▸ Текст
···

Суть Времени 2013 № 12 (23 января 2013)

Кургинян Сергей Ервандович

Концептуальная война

 

 

Концептуализация Не-Бытия

Концепты постмодернизма, часть IV. Симулякр и симуляция

Это мир провокационных образов, не имеющих отношения к реальности, но порождающих войны. Это мир финансовых провокаций, не имеющих отношения к реальности, но порождающих кризисы

Юрий Бялый

Я обещал показать, как именно постмодернисты внушают нам всем, что между реальностью и виртуальностью нет никакой разницы. Этим и займусь.

Наиболее яркая фигура здесь — Жан Бодрийяр.

В своей базовой работе «Симулякры и симуляция» («Simulacres et simulation». Paris, 1981) Бодрийяр начинает с определения отличий симуляции от представления. Он пишет, что представление может:

1) отражать глубинную реальность;

2) маскировать глубинную реальность;

3) маскировать отсутствие глубинной реальности.

А далее Бодрийяр вводит понятие «чистый симулякр», который есть «переход от знаков, которые скрывают нечто, к знакам, которые скрывают, что за ними нет ничего».

Что значит «нет ничего»?

Если реальность — это, к примеру, штурм дворца Каддафи, а чистый симулякр — это штурм актерами декорации, выстроенной в Катаре, то разве не может быть обнаружена разница между одним и другим? Разве нельзя, к примеру, приехать в Ливию и дать прямой репортаж о том, что дворец Каддафи никто не штурмует? Или приехать в Катар и заснять дружный творческий коллектив, который выдает свое театральное действо в Катаре за подлинный военный штурм в Триполи?

Так-то оно так. Но те, кто заказывает постмодернистам их философскую музыку, на это скажут: «Во-первых, вы на катарские съемки не проберетесь. Во-вторых, если вы снимете фильм о дворце в Триполи и начнете прямой репортаж, то его никто не покажет.

А главное, не цепляйтесь к нынешнему состоянию вещей. Представьте себе мир, где мы и только мы информируем о происходящем. Как люди узнают, произошло ли то, о чем мы их проинформировали? Проинформировать мы их можем, создавая любые павильонные съемки. А дальше — и пошло, и поехало. Ну и где тут превосходство реальности над симулякрами? Согласитесь, что в этом случае налицо превосходство симулякров, не правда ли?

Да, конечно, некто куда-нибудь просочится, снимет что-то на мобильный телефон и выдаст в интернет. Ну и что? Съемка плохая, аудитория стремится к нулю. А мы дадим блестящие съемки на миллиардную аудиторию… И пусть этот некто сообщает нечто, отражающее реальность, а мы сообщаем нечто, не имеющее никакого отношения к реальности. Но наши съемки смотрят все, и все в них верят. И, значит, дальше все будет происходить так, как будто бы мы сказали правду. А это, по большому счету, и значит, что о реальности сообщаем мы.

···

▸ Набор данных
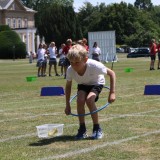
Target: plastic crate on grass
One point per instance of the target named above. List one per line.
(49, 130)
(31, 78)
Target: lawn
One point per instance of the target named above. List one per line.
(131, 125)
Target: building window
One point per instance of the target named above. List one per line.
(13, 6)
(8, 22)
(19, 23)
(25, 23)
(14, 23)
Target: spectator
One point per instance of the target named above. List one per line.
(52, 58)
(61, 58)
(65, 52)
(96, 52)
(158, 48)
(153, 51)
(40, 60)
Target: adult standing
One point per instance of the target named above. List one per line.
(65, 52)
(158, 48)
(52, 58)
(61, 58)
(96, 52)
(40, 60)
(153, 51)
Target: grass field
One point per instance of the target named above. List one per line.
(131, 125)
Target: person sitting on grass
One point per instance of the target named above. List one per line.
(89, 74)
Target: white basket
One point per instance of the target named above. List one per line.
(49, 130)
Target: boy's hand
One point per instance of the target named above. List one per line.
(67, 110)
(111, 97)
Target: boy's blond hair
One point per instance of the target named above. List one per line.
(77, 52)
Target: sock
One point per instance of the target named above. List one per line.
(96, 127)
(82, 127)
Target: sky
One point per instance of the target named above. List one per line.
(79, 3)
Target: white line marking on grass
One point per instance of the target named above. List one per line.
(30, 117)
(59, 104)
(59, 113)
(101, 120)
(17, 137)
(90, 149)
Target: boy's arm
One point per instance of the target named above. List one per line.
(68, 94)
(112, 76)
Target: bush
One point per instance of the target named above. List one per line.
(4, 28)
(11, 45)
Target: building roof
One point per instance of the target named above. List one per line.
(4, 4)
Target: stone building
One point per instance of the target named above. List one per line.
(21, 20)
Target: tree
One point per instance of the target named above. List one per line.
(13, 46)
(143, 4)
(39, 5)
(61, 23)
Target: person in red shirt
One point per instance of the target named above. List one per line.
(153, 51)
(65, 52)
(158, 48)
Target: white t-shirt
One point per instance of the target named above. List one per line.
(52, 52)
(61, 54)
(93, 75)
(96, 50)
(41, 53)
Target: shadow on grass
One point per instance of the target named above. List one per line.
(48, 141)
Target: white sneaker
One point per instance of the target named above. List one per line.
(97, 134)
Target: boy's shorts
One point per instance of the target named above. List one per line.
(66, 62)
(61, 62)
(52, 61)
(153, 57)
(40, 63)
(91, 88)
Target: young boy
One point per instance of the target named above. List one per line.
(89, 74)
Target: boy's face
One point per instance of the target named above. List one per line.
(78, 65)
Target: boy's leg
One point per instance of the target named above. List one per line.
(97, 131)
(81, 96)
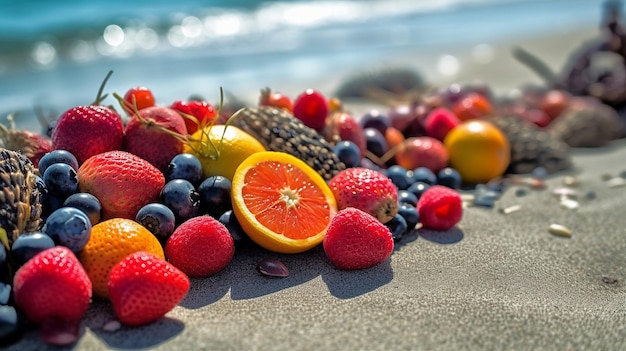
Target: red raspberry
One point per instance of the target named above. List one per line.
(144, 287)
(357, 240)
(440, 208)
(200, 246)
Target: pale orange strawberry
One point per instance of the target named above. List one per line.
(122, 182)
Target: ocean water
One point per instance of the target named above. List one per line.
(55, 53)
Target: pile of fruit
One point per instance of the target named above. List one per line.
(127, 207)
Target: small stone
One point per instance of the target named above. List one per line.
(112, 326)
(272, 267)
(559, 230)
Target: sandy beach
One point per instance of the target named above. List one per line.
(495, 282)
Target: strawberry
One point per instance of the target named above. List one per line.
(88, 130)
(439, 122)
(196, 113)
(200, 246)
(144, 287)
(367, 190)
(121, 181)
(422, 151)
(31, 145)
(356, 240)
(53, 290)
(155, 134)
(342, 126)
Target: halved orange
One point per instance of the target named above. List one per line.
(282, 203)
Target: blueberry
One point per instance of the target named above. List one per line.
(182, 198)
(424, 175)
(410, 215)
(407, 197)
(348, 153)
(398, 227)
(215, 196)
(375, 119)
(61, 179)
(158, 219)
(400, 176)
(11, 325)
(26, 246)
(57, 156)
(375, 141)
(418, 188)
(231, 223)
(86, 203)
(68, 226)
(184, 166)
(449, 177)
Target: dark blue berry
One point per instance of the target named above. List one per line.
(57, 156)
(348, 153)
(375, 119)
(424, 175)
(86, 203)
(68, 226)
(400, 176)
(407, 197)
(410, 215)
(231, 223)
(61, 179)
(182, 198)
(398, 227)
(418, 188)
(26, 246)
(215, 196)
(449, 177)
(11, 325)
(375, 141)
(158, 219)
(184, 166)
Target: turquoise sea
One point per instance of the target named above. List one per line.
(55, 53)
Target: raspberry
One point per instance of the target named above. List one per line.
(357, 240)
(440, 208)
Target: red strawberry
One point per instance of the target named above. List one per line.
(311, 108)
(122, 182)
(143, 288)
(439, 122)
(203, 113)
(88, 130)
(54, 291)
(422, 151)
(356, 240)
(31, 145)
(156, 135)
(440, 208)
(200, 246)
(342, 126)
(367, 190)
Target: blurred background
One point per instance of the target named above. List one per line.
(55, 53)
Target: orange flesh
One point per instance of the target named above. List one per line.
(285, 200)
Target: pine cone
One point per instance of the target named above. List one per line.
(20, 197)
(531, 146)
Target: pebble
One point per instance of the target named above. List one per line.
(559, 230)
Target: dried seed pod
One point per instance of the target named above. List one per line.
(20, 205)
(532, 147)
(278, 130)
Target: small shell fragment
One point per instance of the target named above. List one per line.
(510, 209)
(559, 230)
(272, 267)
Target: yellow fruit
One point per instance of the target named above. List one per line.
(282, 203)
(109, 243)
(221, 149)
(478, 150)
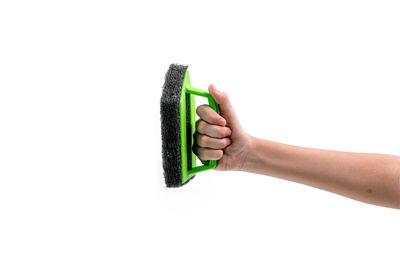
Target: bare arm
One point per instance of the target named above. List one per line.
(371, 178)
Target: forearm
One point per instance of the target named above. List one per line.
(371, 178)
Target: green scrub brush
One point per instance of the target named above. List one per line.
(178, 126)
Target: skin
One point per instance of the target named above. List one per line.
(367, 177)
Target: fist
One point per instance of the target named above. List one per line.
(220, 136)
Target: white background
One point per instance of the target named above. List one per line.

···

▸ Задания
**1)** Какую работу Бодрийяра статья о симулякрах называет его базовой и в каком году она вышла?
**2)** Перечислите все три возможности представления, которые, согласно статье о симулякрах, называет Бодрийяр.
**3)** Продолжите статью о симулякрах и симуляции после её последнего абзаца.

▸ Ответы к заданиям
**1)** «Симулякры и симуляция» («Simulacres et simulation»), Париж, 1981 год.

**2)**
1) отражать глубинную реальность;
2) маскировать глубинную реальность;
3) маскировать отсутствие глубинной реальности.

**3)**
Мы сообщили, что диктатор пытал ребенка у себя во дворце. Показали съемку, все возмутились. Мы разбомбили дворец, убили диктатора. Показали труп ребенка, якобы убитого диктатором. И кто узнает, что происходило в реальности, пытал ли диктатор ребенка, или мы привезли труп и положили его рядом с трупом диктатора? Если наш симулякр не разоблачен и нам удалось его «раскрутить», то реальность будет разворачиваться сообразно этому симулякру. Значит, он и есть реальность, а реальность — его жалкая прислужница. А что такое реальность, плетущаяся в хвосте за симулякром? Это не реальность, а фуфло».

По этой схеме снят известный фильм «Хвост вертит собакой». Однако бог с ним, с фильмом. Ведь сообразно этой схеме разворачиваются кровавые войны XXI века!

Но есть и другие примеры эффективности таких схем.

Александр Солженицын сообщил, что кровавый коммунистический режим уничтожил… ну, предположим, 60 миллионов людей. Потом либеральные честные историки (представьте себе, бывают такие, хотя их очень немного), потея над документами, обнаружили, что Солженицын преувеличил этак раз в 50. И что? Кого теперь это интересует? Реальная история, она же перестройка, шла не сообразно реальности предшествующей эпохи, а сообразно сказкам Солженицына. Она шла так, будто бы Солженицын говорил правду. А значит, в каком-то смысле Солженицын и говорил правду.

Разбирая всё таким образом, я пытаюсь заставить Бодрийяра сказать правду. А Бодрийяр на то и постмодернист, чтобы уклоняться от любой правды. Даже той, которую он якобы сообщает читателю. Потому что ему надо сообщать читателю «якобы правду». А если он начнет серьезно сообщать читателю правду, то дискредитирует этим постмодернизм. Поэтому в одном месте он будет определять симулякр одним способом, а в соседнем — другим.

Мир Бодрийяра — разнообразен. Это мир провокационных образов, не имеющих отношения к реальности, но порождающих войны. Это мир финансовых провокаций, не имеющих отношения к реальности, но порождающих кризисы.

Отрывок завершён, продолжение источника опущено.